Descrição da tarefa:
Transcreva, do texto sobre o procedimento monitório, o trecho que vai de "Apesar dos encômios" até "de algumas observações.".

Trecho fornecido:
_ _ _

Assim, diante da afirmação unilateral e sem verificar a verdade para provar a afirmação do requerente, o curador de justiça, em caso de pretensões determinadas, decreta a assim chamada intimação de pagamento (ou notificação para pagamento), contra a qual o requerido deve apresentar impugnação. Se ele fizer isso, o procedimento passa ao processo ordinário e o procedimento monitório então foi somente uma forma especial de iniciar o processo; se ele não impugnar, e havendo pedido do requerente, decreta-se a chamada execução forçada, que torna exeqüível a notificação de pagamento e com respeito à impugnabilidade e à sentença de revelia. Tornando-se inimpugnável a intimação, ela se converte numa sentença definitiva, com força de coisa julgada sobre a pretensão, que se baseia na omissão da impugnação. Sem impugnação não é possível uma negativa da pretensão. Sem impugnação não é possível um debate sobre a matéria e decisão do tribunal.

No procedimento monitório, a competência é do curador de justiça (Rechtspfleger), inclusive para a decretação do mandado executivo, sua recusa e remessa para o tribunal competente.

Apesar dos encômios que envolveram a introdução desse novo tipo de procedimento especial de jurisdição contenciosa, notadamente no que toca ao rigorismo técnico de suas normas e à intenção de economia processual que se embute nelas, não se pode fugir de algumas observações.

_ _ _

Registros fornecidos:
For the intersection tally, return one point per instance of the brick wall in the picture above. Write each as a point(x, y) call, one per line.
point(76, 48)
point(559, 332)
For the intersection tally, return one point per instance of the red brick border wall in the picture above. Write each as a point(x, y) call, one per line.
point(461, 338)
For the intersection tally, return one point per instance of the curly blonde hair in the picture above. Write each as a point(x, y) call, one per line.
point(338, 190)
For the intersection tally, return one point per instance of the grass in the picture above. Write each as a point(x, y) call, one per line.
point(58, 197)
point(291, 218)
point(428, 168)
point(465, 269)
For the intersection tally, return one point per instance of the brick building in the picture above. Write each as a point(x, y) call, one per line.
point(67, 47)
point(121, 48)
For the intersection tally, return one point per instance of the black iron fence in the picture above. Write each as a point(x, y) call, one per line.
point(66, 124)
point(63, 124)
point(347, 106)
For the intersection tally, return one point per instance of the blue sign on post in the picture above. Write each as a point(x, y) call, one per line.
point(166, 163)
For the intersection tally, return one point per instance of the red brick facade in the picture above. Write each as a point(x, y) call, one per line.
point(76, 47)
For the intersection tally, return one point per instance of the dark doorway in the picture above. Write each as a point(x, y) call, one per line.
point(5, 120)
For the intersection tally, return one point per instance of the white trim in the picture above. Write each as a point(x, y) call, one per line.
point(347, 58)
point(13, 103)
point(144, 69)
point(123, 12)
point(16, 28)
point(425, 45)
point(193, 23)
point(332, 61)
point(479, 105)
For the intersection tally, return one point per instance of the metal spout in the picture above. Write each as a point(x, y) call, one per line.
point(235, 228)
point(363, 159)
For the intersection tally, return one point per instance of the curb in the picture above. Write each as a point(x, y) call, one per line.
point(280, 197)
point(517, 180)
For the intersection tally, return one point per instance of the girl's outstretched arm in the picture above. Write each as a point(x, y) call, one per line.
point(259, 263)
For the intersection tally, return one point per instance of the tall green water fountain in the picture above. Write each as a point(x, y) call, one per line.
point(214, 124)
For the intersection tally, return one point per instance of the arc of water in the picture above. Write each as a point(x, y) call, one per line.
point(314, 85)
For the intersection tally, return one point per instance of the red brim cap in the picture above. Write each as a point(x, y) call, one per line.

_ _ _

Resposta:
Apesar dos encômios que envolveram a introdução desse novo tipo de procedimento especial de jurisdição contenciosa, notadamente no que toca ao rigorismo técnico de suas normas e à intenção de economia processual que se embute nelas, não se pode fugir de algumas observações.